Excerpted data:
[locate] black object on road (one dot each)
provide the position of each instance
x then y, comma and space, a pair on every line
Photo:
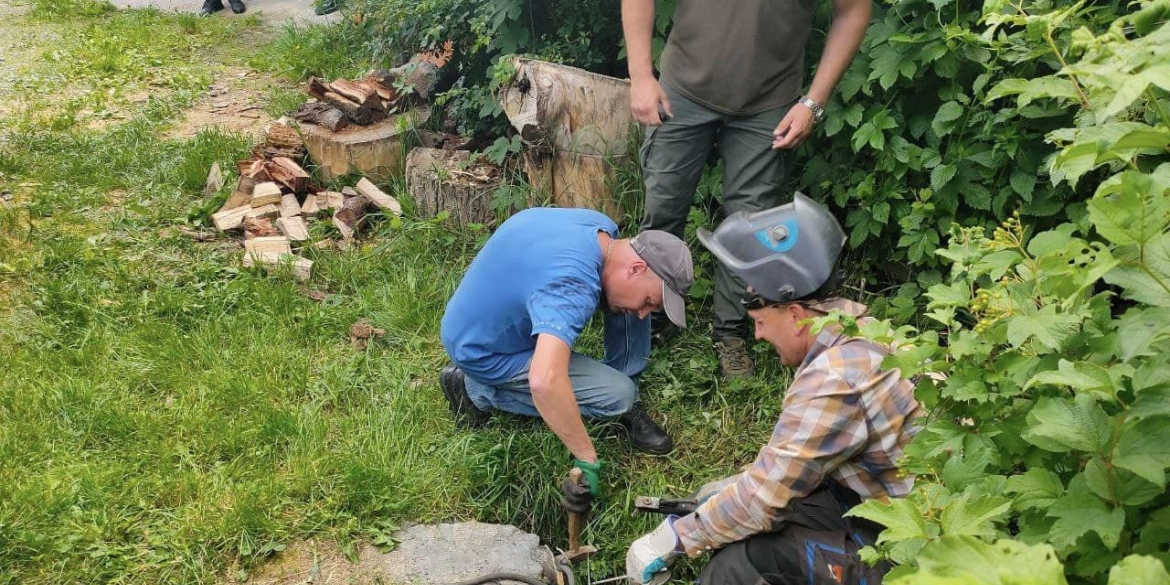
651, 504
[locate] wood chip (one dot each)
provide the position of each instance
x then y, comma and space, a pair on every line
377, 197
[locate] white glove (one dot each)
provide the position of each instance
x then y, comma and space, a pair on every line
649, 557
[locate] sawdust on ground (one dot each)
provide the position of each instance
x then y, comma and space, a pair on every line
233, 103
310, 562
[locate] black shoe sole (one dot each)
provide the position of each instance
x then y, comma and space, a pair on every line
467, 415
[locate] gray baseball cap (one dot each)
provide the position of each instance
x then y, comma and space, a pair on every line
669, 259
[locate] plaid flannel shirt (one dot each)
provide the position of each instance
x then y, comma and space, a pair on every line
842, 418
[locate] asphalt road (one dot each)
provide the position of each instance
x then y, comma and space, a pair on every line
274, 12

Task item:
From the first line to the last, repeat the entries exactly and leave out the pictures.

Solved exercise:
[locate] black object on road (one dot each)
provide the position of each instance
x then y, comma and space, a pair on every line
Photo:
651, 504
[locate] wood chip (one dot each)
provide the position of each instance
x then y, comma and space, a pair on every line
377, 197
[locate] white glove (one dot each)
provide the position of each instance
x then y, comma and space, a pair on every line
649, 557
[locate] sawdust on ground (one dot each)
provide the position of each instance
x then y, comma and space, a pair on every line
233, 103
310, 562
[locate] black shoe sole (one dot each)
provide the position of each instance
x then y, comma and space, a pair on every line
467, 415
[locate] gray baseball cap (one dot each)
provide the position of each instance
x then y, comma and space, a pair on every line
669, 259
[locate] plaid flannel shirt (one dot each)
provide the position of each instance
x then y, comma and space, a pair on every line
842, 418
[locate] asphalt road (one dot each)
provide the position of each instance
x then y, comma and space, a pair on every line
274, 12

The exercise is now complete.